**What to work on:**
A: Restate the passage on the birth of the NYSE, starting with "In the previous" and going on through "of a company.", swapping "goldsmiths" for "silversmiths".
B: In the passage on the birth of the NYSE, which commodities are named as those the East India Company held a trade monopoly on?
======== Text block
In the previous post we covered highlights of the history of money in England during the 16th and 17th century. Today we will cover the birth of the New York Stock Exchange(NYSE).
The two main turn of events that contributed to the birth of the NYSE were the standardization of gold coins (the gold standard) and goldsmiths and merchants becoming the first private depositors (local banks). Up until that point, the government was the only lender in town. Soon enough, these goldsmiths, merchants and “bankers” began trading something other than money: shares of stock.
A “stock certificate” as they became known, was literally proof of ownership of a small percentage of the company. If the company generated profits, all owners, however small their ownership, made a profit. To many of that time period, it made sense to own a piece of a company.
In the 18th and 19th century, there was only one company whose stock you would be interested in owning: the East India Company. They had a monopoly on trade of commodities such as tea, salt, cotton, silk and opium. The East India Company was so large it was given the moniker “an empire within an empire” portraying its prominence within the already massive British Empire.
================
======== Entries
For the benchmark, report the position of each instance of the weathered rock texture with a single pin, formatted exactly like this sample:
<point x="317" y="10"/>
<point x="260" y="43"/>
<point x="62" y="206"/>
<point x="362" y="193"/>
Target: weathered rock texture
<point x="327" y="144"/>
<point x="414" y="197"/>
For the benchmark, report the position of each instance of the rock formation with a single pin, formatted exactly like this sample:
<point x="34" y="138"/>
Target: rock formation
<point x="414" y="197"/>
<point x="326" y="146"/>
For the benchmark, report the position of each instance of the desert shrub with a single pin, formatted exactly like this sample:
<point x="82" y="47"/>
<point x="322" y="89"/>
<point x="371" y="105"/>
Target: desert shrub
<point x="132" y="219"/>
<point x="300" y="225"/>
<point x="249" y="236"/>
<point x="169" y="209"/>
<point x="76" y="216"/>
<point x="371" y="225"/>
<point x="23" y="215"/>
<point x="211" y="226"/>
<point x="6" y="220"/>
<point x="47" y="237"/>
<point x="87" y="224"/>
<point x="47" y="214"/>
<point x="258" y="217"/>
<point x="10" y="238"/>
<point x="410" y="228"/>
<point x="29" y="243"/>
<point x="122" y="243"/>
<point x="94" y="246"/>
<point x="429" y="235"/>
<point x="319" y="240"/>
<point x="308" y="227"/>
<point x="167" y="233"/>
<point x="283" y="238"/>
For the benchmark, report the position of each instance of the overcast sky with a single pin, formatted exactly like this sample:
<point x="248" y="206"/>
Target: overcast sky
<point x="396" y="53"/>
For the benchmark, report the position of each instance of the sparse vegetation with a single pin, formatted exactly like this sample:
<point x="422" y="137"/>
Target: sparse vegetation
================
**Answers by task:**
A:
In the previous post we covered highlights of the history of money in England during the 16th and 17th century. Today we will cover the birth of the New York Stock Exchange(NYSE).
The two main turn of events that contributed to the birth of the NYSE were the standardization of gold coins (the gold standard) and silversmiths and merchants becoming the first private depositors (local banks). Up until that point, the government was the only lender in town. Soon enough, these silversmiths, merchants and “bankers” began trading something other than money: shares of stock.
A “stock certificate” as they became known, was literally proof of ownership of a small percentage of the company. If the company generated profits, all owners, however small their ownership, made a profit. To many of that time period, it made sense to own a piece of a company.

B: Tea, salt, cotton, silk and opium.